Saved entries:

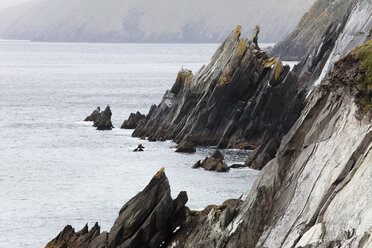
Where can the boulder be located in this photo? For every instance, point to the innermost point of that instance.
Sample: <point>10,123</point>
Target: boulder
<point>104,120</point>
<point>237,166</point>
<point>213,163</point>
<point>186,147</point>
<point>94,115</point>
<point>133,120</point>
<point>147,220</point>
<point>71,239</point>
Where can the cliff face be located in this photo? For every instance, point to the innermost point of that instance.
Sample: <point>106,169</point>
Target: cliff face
<point>310,29</point>
<point>242,99</point>
<point>314,192</point>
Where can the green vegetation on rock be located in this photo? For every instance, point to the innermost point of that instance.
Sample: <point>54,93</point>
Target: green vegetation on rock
<point>364,53</point>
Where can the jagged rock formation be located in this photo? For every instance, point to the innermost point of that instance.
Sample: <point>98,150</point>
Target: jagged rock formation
<point>94,115</point>
<point>186,147</point>
<point>104,120</point>
<point>68,238</point>
<point>310,29</point>
<point>147,220</point>
<point>316,191</point>
<point>242,99</point>
<point>133,120</point>
<point>213,163</point>
<point>140,148</point>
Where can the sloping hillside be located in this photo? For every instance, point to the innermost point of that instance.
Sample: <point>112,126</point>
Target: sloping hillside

▶ [Goal of the exercise] How many lines of the data above include the word "Sample"? Only that number should be returned.

▶ [Result] 5